---------- DATASET CONTENT
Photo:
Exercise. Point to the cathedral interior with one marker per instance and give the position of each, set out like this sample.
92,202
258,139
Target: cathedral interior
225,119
--------------------
**BRIEF**. Each record above should be output again exactly.

**RESULT FOR THIS EXERCISE**.
Photo:
Exercise. Point to the cathedral interior with one marker per instance and give the position of each, set out like this sample.
92,202
258,139
Target: cathedral interior
225,119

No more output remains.